───── DATA EXTRACT

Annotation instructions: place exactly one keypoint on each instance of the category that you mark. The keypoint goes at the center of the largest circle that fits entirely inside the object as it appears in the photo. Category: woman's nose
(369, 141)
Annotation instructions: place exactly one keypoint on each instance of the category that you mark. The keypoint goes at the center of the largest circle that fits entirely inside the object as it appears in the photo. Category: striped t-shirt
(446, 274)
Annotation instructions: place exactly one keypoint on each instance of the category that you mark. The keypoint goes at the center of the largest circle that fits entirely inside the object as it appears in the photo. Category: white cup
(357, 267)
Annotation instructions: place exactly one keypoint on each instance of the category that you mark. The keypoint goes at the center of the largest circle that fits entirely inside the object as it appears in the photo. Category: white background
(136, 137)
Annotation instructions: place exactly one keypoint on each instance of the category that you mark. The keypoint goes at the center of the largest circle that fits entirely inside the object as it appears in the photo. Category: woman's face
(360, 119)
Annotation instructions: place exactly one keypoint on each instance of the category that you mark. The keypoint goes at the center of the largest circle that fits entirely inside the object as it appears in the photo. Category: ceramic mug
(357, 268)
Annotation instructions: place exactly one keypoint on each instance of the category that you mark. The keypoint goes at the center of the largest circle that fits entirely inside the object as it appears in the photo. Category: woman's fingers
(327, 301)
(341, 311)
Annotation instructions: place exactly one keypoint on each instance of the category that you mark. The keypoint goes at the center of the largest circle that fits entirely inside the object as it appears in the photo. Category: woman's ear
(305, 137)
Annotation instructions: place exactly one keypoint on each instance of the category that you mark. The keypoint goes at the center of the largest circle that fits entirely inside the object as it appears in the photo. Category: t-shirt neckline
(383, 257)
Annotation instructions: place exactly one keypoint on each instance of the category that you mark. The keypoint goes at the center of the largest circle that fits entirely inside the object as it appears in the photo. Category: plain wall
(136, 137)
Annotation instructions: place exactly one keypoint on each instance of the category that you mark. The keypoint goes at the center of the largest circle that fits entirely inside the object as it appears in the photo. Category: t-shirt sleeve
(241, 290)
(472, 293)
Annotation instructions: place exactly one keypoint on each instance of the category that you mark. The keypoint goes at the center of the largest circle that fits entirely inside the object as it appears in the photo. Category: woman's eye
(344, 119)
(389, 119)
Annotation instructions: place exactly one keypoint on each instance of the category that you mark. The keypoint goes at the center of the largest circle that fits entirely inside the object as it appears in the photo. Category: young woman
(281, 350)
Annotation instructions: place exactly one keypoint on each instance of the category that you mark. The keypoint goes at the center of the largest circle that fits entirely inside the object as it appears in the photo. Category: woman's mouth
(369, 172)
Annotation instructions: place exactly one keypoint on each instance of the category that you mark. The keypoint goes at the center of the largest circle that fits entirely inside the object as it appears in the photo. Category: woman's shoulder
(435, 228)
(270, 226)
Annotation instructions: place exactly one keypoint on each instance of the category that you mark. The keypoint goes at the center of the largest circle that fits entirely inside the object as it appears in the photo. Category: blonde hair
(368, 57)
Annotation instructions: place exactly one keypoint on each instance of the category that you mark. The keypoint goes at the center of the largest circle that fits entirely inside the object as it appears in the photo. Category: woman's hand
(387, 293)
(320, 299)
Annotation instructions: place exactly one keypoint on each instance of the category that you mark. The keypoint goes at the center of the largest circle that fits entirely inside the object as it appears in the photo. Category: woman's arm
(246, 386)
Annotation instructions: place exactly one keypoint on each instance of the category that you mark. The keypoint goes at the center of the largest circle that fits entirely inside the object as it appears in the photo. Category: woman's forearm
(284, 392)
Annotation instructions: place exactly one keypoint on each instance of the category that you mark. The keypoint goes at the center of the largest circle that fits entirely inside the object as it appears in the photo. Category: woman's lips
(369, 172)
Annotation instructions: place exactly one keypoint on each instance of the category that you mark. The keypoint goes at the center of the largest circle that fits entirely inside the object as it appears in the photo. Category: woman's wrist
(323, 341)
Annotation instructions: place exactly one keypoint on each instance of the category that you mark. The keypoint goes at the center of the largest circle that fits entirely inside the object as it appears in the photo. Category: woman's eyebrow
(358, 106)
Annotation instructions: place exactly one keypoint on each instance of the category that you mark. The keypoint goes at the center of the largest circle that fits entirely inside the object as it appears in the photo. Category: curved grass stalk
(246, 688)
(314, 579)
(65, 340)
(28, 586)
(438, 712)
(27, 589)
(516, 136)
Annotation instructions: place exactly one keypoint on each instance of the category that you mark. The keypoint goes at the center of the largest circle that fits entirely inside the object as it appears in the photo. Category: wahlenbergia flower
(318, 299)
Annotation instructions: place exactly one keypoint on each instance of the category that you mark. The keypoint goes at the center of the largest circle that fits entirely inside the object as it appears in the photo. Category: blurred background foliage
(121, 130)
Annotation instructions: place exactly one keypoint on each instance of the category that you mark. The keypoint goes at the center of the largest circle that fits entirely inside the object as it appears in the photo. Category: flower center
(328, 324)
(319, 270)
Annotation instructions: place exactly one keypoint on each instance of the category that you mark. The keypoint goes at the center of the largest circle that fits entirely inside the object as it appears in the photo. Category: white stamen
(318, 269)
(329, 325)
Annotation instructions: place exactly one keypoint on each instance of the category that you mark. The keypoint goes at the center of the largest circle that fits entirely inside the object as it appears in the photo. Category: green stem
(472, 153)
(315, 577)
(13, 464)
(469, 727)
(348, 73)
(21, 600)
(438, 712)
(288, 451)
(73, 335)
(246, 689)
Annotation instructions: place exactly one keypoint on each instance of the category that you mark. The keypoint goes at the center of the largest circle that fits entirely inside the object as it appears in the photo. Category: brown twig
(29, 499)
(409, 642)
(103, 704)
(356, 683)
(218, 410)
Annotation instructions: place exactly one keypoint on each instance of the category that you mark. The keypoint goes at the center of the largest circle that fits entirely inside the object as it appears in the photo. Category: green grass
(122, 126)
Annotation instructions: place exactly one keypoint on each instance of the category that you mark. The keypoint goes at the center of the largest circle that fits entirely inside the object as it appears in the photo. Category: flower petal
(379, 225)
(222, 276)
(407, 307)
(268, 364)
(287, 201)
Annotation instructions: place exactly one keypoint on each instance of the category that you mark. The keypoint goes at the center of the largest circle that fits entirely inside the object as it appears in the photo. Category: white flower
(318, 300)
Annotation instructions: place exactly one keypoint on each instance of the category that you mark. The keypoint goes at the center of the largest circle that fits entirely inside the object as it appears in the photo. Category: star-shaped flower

──────────

- _TASK DESCRIPTION_:
Write out, word for word, the line containing "Category: flower petal" and all the lines after it in the entries above, and nothing more.

- _TASK RESULT_:
Annotation instructions: place exactly one keypoint on each instance of the category that you mark. The keypoint goes at the center of the largest circle that fits entirely inside the object as it appears in the photo. Category: flower petal
(379, 225)
(222, 276)
(407, 307)
(268, 364)
(287, 201)
Annotation instructions: place exactly one keypoint on each instance of the category that you mark. The keypoint goes at the center of the largest circle that fits entirely inside the object as it appears in the photo. Category: white flower
(318, 300)
Annotation instructions: place exactly one keypoint on each instance of the category that you mark. The keypoint goes at the center of the largest circle that fits entirely inside the object as it appears in the photo. Category: star-shaped flower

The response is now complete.